### The task
Rewrite the lines from the start of the records through the line containing "x=257, y=339", replacing "annotate" with "mark" and leaving everything else unchanged.

[Point annotation records]
= = = = = = =

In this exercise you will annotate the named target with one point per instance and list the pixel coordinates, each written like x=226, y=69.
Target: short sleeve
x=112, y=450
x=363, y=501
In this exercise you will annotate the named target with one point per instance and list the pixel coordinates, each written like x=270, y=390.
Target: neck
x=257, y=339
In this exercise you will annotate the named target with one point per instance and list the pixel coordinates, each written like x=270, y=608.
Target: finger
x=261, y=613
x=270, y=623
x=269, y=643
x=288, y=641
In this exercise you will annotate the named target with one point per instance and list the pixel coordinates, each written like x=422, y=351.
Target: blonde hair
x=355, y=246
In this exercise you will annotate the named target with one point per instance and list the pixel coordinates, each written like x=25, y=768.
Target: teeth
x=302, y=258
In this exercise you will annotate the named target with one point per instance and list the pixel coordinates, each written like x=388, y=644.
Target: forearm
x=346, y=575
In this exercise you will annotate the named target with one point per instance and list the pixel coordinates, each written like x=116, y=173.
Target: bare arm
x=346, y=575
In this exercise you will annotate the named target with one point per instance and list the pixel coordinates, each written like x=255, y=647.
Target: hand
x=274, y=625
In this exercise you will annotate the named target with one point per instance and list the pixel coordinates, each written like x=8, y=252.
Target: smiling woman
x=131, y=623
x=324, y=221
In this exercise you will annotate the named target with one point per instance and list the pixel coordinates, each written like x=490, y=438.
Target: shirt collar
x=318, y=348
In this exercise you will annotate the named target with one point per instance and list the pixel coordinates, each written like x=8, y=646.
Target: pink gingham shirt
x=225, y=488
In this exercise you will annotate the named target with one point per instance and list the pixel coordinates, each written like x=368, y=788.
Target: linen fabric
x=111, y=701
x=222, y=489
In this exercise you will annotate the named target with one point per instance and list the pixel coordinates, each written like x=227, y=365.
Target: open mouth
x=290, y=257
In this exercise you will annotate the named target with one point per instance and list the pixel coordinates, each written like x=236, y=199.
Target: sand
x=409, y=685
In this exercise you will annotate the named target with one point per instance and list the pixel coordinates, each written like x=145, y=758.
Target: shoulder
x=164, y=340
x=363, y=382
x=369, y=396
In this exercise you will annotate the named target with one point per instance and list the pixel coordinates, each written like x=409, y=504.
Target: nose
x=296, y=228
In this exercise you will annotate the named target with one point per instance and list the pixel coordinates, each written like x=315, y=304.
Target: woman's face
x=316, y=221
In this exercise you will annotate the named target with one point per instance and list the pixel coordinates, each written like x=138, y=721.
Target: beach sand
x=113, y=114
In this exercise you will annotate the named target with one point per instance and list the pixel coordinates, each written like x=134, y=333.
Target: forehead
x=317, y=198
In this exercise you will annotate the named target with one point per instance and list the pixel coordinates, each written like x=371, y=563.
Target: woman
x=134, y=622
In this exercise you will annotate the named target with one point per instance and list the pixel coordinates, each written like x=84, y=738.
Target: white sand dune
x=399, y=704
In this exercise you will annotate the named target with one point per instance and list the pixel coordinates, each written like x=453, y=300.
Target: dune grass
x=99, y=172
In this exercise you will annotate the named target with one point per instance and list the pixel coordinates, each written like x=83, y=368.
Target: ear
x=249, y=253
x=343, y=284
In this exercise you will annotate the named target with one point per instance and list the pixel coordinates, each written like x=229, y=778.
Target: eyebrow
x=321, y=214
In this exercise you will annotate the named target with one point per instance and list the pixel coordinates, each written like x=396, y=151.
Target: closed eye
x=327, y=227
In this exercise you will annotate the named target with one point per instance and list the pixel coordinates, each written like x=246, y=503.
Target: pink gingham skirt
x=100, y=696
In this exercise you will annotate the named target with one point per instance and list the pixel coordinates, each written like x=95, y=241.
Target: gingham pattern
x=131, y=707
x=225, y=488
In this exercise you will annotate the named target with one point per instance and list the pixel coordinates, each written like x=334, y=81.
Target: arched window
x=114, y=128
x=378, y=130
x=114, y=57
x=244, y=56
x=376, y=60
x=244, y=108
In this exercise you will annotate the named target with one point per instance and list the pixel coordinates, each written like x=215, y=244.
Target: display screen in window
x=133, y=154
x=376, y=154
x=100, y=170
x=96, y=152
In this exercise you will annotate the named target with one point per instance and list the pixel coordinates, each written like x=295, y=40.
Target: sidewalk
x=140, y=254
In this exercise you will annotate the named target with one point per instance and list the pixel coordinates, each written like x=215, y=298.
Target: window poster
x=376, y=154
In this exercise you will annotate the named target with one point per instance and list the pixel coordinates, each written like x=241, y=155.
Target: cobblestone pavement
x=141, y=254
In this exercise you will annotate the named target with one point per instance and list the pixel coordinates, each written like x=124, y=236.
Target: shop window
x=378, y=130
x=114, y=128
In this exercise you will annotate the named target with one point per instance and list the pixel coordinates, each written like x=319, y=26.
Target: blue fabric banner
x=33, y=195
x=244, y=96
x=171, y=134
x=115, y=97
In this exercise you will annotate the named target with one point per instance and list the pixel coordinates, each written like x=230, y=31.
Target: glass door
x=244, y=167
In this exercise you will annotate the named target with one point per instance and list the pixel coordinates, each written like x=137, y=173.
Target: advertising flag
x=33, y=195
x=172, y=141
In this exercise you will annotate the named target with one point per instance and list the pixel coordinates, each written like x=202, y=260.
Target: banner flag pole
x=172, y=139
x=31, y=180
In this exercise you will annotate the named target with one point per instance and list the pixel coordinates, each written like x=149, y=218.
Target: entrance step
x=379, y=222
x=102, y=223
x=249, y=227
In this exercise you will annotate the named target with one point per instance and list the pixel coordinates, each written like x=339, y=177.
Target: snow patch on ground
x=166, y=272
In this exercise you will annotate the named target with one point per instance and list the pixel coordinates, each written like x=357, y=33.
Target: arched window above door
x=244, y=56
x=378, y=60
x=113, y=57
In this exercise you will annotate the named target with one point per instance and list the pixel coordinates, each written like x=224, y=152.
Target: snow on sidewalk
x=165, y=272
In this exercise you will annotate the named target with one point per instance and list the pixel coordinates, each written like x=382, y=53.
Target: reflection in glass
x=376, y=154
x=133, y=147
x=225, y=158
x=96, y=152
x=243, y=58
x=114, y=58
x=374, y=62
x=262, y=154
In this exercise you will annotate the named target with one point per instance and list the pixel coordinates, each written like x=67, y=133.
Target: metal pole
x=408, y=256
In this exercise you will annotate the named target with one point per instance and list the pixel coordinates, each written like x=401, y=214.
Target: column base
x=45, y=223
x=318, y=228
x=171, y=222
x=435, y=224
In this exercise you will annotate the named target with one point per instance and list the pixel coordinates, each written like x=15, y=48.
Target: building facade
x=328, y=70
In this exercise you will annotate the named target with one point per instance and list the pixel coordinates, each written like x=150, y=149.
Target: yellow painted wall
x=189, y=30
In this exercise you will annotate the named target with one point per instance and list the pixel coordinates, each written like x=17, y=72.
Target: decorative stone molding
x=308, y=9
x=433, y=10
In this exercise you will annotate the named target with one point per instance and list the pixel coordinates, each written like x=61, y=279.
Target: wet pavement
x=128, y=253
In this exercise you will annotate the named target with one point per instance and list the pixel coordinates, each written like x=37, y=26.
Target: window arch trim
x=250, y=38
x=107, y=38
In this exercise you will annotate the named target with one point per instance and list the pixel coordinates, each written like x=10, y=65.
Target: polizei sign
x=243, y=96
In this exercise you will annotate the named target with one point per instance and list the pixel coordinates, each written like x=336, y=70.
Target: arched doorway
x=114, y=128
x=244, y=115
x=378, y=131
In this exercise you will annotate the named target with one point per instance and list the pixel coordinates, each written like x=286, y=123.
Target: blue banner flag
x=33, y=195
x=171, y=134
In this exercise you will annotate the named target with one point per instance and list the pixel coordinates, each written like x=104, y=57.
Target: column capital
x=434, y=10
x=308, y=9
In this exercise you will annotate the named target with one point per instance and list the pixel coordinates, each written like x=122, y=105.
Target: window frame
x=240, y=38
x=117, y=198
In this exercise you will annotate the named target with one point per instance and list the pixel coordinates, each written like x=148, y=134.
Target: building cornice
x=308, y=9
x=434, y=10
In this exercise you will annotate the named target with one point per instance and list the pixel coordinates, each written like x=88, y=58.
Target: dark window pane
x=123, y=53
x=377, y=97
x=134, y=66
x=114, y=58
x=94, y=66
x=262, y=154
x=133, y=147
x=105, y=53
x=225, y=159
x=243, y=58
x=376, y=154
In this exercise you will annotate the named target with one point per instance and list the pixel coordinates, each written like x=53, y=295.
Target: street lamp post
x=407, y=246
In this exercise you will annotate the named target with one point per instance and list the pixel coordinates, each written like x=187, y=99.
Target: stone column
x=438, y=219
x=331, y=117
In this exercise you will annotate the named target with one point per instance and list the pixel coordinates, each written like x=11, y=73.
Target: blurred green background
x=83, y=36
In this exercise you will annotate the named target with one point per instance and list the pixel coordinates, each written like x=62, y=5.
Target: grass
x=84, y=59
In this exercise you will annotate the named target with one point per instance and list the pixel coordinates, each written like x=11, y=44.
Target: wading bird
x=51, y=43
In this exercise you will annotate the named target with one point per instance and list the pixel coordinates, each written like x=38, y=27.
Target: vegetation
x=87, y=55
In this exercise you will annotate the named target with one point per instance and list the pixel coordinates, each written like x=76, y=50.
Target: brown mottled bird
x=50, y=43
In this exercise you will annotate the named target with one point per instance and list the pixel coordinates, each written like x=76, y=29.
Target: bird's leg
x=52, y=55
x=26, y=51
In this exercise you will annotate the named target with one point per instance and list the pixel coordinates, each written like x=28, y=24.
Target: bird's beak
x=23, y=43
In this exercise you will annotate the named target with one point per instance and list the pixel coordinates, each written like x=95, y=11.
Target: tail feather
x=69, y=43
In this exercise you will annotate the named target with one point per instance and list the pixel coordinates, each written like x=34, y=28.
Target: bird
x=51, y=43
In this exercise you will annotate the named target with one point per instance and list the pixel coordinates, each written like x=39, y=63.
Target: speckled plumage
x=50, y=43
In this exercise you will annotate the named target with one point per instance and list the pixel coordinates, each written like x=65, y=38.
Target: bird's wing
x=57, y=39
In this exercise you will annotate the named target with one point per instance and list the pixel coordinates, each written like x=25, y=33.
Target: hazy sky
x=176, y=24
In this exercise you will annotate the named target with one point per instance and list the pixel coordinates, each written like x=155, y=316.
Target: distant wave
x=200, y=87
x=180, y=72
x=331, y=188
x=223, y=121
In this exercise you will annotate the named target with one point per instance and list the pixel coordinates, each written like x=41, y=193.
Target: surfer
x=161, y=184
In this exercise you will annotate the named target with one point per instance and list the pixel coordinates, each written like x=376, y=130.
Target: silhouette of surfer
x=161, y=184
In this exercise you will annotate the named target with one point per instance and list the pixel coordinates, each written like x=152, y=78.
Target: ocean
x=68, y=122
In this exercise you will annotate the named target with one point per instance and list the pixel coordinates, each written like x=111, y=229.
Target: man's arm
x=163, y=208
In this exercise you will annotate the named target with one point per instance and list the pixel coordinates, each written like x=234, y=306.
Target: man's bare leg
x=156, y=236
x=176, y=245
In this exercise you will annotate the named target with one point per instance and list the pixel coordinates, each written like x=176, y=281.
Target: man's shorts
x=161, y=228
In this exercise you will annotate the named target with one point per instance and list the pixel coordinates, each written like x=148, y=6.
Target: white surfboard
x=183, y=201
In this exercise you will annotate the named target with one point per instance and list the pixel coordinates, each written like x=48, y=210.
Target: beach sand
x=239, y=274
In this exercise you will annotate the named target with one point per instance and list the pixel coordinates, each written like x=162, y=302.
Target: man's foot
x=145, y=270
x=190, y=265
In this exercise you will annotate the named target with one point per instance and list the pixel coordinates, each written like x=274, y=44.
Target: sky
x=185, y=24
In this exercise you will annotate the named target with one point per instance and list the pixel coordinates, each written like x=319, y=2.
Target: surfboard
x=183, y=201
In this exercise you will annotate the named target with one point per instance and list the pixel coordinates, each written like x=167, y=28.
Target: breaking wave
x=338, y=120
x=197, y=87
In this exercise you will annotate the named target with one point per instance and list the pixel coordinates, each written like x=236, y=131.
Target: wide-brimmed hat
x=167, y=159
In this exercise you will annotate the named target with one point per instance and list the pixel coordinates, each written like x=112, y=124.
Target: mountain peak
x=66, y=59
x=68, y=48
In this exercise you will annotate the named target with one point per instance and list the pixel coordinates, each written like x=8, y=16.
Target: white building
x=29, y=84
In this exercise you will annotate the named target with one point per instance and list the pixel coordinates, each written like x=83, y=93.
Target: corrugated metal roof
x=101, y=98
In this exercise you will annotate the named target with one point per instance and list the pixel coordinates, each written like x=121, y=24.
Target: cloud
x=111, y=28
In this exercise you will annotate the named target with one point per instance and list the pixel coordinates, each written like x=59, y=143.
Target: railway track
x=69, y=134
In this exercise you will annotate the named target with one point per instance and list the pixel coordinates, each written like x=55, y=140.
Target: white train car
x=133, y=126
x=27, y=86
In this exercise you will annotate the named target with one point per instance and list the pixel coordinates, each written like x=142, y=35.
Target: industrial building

= = = = = = =

### Written response
In this exercise you will mark the named target with one point per instance and list the pixel coordinates, each written like x=226, y=69.
Target: short sleeve
x=112, y=450
x=363, y=501
In this exercise you will mark the named target with one point per instance and list the pixel coordinates, each written like x=270, y=390.
Target: neck
x=257, y=339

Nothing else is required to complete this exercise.